[DIRECTIONS] Please return the rows from the line containing "Mark the silver" through the last line of the rows, copying every line word for word with both ends included.

[RECORDS TO PROCESS]
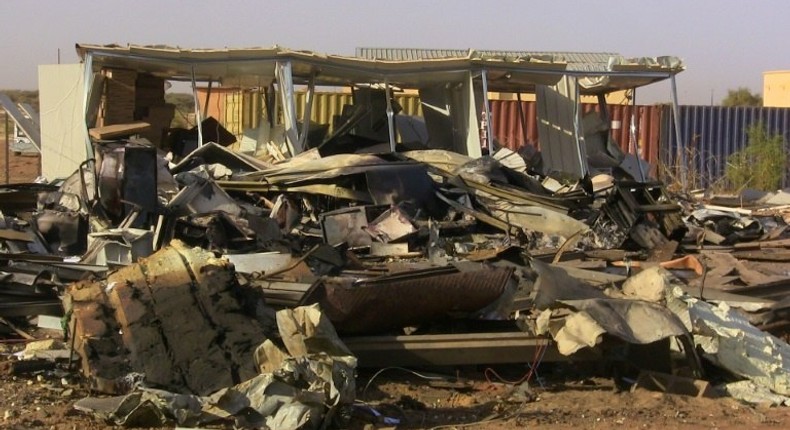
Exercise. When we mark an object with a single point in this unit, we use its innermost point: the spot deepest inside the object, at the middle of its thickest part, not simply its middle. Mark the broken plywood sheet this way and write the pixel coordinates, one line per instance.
(173, 317)
(299, 388)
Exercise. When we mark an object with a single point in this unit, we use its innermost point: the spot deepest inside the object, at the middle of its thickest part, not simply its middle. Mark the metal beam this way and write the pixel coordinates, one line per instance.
(453, 349)
(681, 153)
(390, 114)
(198, 120)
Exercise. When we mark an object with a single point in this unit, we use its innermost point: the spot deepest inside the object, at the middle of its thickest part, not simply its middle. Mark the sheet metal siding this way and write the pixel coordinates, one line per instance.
(509, 131)
(711, 133)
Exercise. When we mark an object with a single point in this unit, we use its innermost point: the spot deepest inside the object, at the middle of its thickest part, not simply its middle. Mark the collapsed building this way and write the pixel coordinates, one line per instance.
(189, 261)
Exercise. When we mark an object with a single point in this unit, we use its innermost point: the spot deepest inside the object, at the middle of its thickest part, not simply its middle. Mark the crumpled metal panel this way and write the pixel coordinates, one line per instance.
(401, 300)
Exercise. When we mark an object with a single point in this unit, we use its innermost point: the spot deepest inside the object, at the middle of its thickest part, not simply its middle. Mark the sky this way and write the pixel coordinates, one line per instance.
(725, 44)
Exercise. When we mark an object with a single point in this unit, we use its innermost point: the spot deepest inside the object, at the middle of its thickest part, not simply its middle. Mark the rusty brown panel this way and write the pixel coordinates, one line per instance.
(403, 300)
(508, 129)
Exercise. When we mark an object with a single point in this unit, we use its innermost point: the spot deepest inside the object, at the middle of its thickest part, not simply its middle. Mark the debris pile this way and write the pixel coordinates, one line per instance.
(201, 284)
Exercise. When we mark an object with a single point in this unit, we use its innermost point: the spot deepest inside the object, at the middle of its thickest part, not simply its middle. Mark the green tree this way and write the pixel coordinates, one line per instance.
(761, 164)
(742, 97)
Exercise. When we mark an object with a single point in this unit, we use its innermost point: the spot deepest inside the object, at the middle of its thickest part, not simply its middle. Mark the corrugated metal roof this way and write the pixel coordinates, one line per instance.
(589, 61)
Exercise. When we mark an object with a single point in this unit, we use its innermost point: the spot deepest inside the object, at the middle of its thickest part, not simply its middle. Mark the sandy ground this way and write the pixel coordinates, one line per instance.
(44, 400)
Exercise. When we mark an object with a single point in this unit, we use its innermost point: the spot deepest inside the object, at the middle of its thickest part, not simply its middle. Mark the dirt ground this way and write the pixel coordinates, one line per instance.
(453, 399)
(396, 398)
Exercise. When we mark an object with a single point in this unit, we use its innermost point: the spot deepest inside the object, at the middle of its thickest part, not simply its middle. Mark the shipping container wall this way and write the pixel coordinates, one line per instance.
(328, 105)
(515, 125)
(709, 134)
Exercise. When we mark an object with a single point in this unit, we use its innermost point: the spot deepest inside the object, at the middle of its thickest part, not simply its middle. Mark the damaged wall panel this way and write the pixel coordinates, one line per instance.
(174, 317)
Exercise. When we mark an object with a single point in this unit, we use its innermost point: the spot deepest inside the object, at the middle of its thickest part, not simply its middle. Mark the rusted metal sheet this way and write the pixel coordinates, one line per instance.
(406, 299)
(515, 126)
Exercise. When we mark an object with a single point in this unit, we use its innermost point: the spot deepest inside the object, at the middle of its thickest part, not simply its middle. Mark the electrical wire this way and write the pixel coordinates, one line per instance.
(375, 375)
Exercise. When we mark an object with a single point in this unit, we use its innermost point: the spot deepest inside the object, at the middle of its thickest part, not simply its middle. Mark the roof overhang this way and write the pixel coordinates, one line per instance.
(255, 67)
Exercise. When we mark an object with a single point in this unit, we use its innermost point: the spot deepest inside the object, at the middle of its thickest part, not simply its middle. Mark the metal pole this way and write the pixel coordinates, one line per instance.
(208, 98)
(7, 152)
(577, 127)
(390, 114)
(308, 112)
(489, 133)
(88, 80)
(522, 118)
(198, 120)
(633, 135)
(681, 154)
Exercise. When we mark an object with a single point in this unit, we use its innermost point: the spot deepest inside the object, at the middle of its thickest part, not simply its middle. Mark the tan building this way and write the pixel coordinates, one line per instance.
(776, 88)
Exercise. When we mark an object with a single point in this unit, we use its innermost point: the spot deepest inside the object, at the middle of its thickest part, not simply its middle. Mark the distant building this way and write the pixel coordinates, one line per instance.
(776, 88)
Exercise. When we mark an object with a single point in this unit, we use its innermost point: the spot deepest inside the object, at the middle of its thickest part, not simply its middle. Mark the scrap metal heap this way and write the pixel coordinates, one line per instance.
(412, 257)
(201, 284)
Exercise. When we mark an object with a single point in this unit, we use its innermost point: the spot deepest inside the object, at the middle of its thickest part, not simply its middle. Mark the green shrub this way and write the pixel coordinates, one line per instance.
(761, 164)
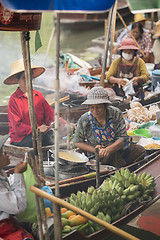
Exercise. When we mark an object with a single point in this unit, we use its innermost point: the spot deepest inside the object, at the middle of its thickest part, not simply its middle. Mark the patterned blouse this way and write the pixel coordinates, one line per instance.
(145, 43)
(84, 131)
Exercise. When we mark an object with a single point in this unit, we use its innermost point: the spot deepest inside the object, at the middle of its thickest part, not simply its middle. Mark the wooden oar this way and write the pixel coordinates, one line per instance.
(78, 178)
(130, 33)
(65, 204)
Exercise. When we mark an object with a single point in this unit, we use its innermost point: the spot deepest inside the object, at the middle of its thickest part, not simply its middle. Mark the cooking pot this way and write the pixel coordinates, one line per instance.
(48, 168)
(71, 157)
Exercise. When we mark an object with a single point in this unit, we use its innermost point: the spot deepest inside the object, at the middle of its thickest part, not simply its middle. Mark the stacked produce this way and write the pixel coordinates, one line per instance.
(120, 193)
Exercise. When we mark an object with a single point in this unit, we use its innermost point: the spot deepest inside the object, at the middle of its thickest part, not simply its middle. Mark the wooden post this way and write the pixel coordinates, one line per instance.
(130, 33)
(97, 169)
(104, 60)
(112, 32)
(68, 126)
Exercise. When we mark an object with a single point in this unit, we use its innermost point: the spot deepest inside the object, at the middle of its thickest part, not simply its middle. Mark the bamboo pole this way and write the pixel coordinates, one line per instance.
(49, 44)
(130, 33)
(63, 203)
(68, 126)
(57, 218)
(97, 168)
(104, 60)
(113, 32)
(66, 98)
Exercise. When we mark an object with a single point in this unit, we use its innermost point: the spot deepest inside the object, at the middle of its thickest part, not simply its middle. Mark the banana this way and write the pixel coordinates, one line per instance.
(148, 176)
(143, 175)
(122, 171)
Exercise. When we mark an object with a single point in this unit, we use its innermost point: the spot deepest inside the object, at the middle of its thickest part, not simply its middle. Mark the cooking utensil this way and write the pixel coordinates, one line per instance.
(48, 168)
(71, 157)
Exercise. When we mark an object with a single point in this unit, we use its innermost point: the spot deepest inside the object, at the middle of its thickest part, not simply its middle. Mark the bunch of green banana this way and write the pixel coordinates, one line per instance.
(109, 200)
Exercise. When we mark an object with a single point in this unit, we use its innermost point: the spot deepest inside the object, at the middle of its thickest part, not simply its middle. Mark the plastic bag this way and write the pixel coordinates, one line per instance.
(48, 203)
(128, 89)
(30, 214)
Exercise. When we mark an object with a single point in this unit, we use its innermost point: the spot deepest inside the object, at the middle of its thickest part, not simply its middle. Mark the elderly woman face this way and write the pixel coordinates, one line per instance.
(98, 110)
(128, 54)
(4, 159)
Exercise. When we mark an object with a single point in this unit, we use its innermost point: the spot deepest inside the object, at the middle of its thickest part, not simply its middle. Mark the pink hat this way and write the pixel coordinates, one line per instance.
(128, 43)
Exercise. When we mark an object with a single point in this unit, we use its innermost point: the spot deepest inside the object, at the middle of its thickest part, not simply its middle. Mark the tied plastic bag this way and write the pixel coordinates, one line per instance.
(128, 89)
(30, 214)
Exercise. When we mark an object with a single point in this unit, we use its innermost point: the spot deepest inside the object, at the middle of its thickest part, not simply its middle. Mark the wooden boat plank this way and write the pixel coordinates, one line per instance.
(150, 167)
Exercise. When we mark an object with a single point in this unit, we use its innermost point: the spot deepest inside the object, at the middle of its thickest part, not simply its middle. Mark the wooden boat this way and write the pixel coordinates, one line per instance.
(150, 167)
(87, 21)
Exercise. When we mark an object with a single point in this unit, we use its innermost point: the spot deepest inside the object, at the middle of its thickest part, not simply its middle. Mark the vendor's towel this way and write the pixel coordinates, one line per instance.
(128, 89)
(30, 214)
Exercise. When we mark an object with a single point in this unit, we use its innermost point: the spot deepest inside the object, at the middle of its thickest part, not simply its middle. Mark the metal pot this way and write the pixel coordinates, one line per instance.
(48, 168)
(76, 158)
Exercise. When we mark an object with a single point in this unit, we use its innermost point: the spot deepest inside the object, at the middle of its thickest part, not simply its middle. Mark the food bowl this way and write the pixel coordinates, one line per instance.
(103, 168)
(141, 132)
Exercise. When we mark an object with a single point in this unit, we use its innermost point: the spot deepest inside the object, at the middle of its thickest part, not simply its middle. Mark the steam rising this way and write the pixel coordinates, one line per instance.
(69, 83)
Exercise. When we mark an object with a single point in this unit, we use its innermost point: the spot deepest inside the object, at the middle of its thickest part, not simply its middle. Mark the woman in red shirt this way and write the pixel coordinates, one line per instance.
(18, 112)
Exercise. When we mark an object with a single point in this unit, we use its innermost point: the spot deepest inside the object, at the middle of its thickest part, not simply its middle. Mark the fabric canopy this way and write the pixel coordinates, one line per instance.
(144, 6)
(59, 5)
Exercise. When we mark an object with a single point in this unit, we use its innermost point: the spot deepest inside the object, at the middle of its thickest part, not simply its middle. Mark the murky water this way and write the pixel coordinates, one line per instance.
(75, 42)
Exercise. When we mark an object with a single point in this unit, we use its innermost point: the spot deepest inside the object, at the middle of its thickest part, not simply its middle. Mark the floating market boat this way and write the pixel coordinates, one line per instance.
(149, 167)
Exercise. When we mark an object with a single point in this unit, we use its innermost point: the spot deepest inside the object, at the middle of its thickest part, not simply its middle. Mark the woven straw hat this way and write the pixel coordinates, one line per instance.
(97, 95)
(128, 43)
(138, 17)
(17, 67)
(157, 34)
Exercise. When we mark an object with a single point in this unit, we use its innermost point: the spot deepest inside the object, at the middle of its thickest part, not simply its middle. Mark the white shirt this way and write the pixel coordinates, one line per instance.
(13, 199)
(156, 50)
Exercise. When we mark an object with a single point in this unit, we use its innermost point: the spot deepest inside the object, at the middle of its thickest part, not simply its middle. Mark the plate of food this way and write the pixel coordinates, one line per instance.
(152, 146)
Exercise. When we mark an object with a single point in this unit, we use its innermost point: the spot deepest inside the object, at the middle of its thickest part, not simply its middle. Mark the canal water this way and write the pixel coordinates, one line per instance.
(75, 42)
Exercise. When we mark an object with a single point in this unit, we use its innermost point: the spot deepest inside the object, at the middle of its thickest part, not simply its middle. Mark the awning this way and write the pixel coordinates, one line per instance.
(59, 5)
(144, 6)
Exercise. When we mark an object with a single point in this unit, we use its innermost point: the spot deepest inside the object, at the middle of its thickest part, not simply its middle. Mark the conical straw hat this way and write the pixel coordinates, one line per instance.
(157, 34)
(17, 67)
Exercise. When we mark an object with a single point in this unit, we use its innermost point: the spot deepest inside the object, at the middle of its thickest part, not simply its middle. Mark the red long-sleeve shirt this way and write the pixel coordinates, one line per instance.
(18, 114)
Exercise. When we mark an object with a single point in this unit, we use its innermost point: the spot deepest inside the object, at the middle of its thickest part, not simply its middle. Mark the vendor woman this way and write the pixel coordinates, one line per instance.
(103, 127)
(128, 66)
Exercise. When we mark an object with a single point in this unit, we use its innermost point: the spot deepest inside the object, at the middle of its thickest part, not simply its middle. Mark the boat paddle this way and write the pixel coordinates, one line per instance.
(67, 205)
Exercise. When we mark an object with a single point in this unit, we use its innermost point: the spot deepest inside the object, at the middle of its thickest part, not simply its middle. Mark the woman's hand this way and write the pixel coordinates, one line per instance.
(20, 167)
(104, 152)
(135, 81)
(43, 128)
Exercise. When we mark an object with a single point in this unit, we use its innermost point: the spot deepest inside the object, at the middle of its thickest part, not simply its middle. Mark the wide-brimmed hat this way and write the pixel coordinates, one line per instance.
(138, 17)
(157, 33)
(128, 43)
(97, 95)
(17, 67)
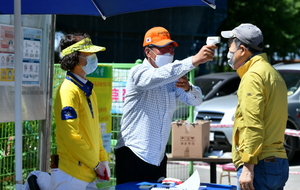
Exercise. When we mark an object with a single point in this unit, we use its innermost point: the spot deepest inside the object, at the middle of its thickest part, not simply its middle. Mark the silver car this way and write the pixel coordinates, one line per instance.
(221, 110)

[REPLY]
Exercise. When we mark an object with a single point in this unit, we use its innermost point: the spot deepest inside the object, at the middle of its thickest part, not simply its middle. Mark the silver car this way and write the pixel coordinates, one line per instance.
(221, 110)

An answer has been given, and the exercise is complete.